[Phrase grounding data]
+---+

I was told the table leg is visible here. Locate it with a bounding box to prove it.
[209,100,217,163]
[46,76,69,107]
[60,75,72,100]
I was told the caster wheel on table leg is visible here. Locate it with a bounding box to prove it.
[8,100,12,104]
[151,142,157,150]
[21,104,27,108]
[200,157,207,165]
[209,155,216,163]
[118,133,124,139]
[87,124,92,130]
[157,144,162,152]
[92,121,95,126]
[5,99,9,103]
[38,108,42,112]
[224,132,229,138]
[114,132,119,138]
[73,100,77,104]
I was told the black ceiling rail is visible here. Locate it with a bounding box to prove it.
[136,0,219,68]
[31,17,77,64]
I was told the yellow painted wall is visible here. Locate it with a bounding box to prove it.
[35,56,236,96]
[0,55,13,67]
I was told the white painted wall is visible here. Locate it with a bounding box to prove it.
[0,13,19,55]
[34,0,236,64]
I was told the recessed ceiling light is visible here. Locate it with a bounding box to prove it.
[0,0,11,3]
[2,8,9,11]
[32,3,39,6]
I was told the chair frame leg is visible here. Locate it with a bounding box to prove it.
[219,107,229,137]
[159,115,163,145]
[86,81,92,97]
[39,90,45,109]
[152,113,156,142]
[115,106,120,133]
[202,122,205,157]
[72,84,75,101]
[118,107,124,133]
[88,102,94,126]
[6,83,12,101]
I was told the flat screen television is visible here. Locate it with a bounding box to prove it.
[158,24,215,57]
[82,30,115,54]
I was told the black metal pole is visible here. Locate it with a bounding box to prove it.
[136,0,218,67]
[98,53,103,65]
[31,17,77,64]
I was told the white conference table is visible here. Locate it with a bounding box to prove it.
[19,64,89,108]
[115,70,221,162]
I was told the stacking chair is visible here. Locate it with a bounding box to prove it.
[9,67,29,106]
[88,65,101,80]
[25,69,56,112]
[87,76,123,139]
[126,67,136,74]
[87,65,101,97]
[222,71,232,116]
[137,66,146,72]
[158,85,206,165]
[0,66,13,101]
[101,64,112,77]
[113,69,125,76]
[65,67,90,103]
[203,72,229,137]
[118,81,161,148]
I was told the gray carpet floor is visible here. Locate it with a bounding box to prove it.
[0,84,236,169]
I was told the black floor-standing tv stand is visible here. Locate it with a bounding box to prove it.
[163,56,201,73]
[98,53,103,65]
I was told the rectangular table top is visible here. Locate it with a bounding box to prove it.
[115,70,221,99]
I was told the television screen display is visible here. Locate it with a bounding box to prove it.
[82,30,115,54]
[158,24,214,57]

+---+

WHAT IS REQUIRED
Set down exactly the line that holds "I was told the white painted" and all lines after it to the end of the data.

PROBLEM SOLUTION
I was told the white painted wall is visible here. Locate it with a bounding box to prove it.
[0,13,19,55]
[34,0,236,64]
I was told the recessed ceiling light is visible here. Locate it with a bounding box to prove it.
[0,0,11,3]
[2,8,9,11]
[32,3,39,6]
I was told the chair frame leg is visible here. Locate it with a bounding box to prove it.
[219,107,229,137]
[159,115,163,145]
[86,81,92,97]
[39,90,45,109]
[152,113,156,142]
[115,106,120,133]
[202,122,205,157]
[72,84,75,101]
[118,107,124,133]
[88,102,94,126]
[6,83,12,101]
I was told the flat screen television is visible here. Locate it with a bounding box to prove it.
[158,24,215,57]
[82,30,115,54]
I was told the black metal pole is visible here. Locate it with a bounding box to prove it.
[136,0,218,67]
[98,53,103,65]
[31,17,77,64]
I was told the white conference table is visible here. Locate it with a bounding box to prove it.
[19,64,89,108]
[115,70,221,162]
I was told the stacking chair is visible here. Locate it with a bounding box to prove it.
[9,67,29,106]
[88,65,101,80]
[25,69,56,112]
[87,76,123,139]
[126,67,136,74]
[87,65,101,97]
[222,71,232,116]
[137,66,146,72]
[158,85,206,165]
[0,66,13,101]
[101,64,112,77]
[113,69,125,76]
[65,67,90,103]
[203,72,229,137]
[118,81,161,148]
I was told the gray carpet floor is visible here. Locate it with a bounding box to prove it.
[0,84,236,169]
I was told the black floor-standing tv stand is visible here. Locate it with a bounding box to prove it.
[163,56,201,73]
[98,53,103,65]
I was told the rectangular table top is visible here. Locate it with a bounding box to prove it.
[115,70,221,99]
I was told the television screen display is visible here. Locate it with a bounding box to prove it.
[82,30,115,54]
[158,24,214,57]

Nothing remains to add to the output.